*WHAT THE TASK REQUIRES*.
Lift out all lines below that contain "query".
** Opening RAW DATA block **
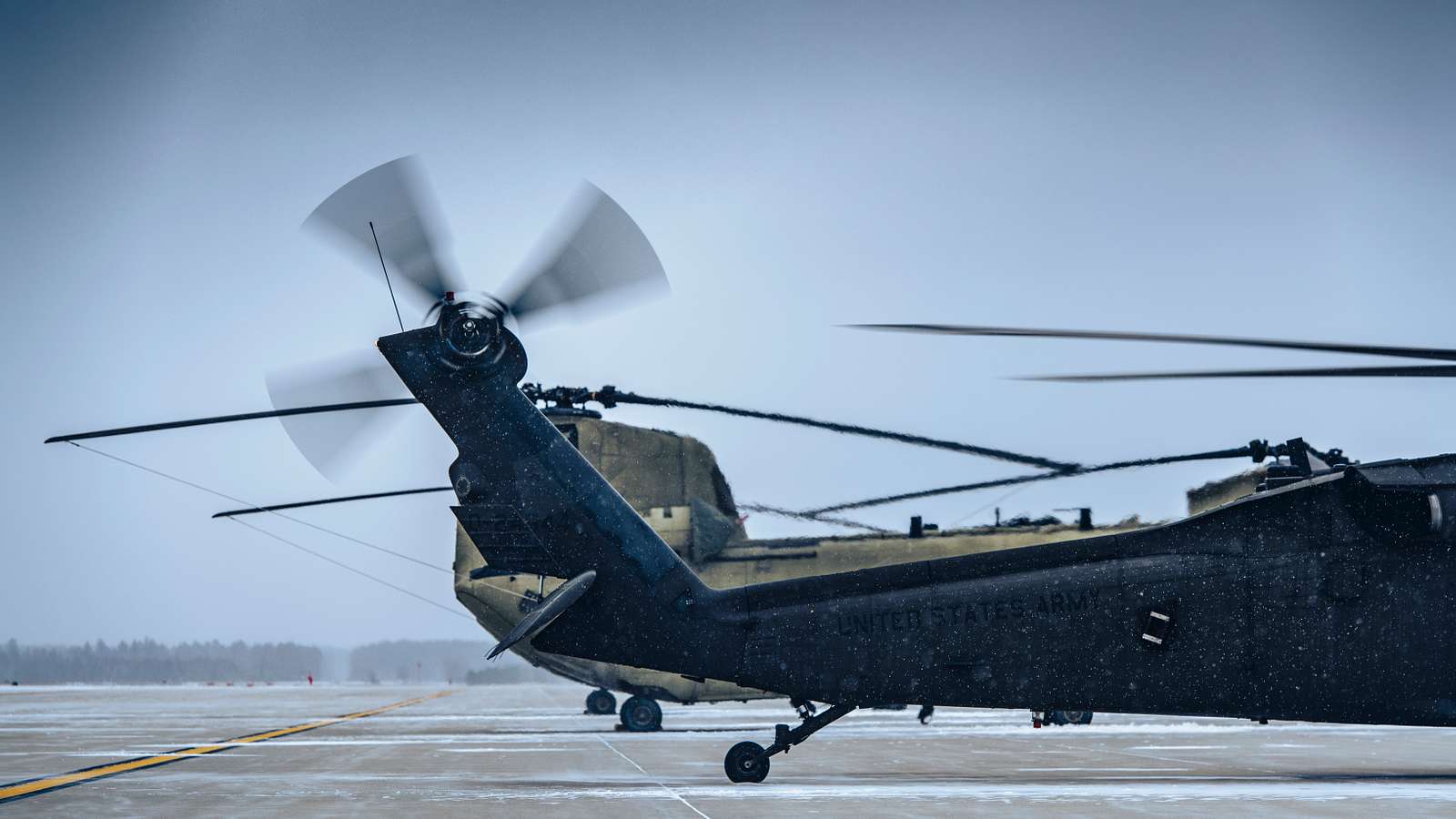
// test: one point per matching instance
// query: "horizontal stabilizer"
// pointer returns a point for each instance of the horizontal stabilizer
** Closing RAW DATA block **
** Opening RAW DATA block **
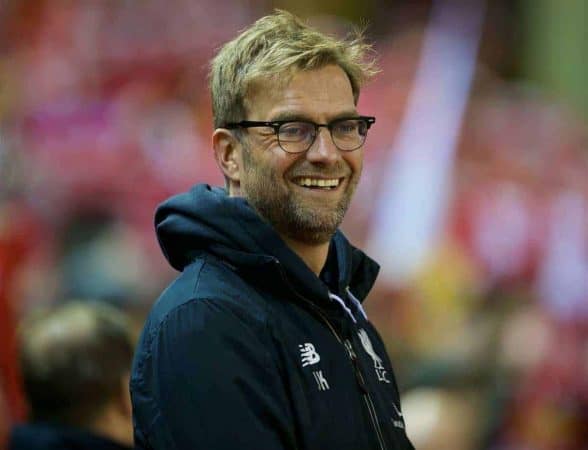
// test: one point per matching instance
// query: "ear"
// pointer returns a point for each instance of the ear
** Closing RAW DATA block **
*SOLUTION TO THIS PROBLEM*.
// query: "horizontal stabilizer"
// query: "ear"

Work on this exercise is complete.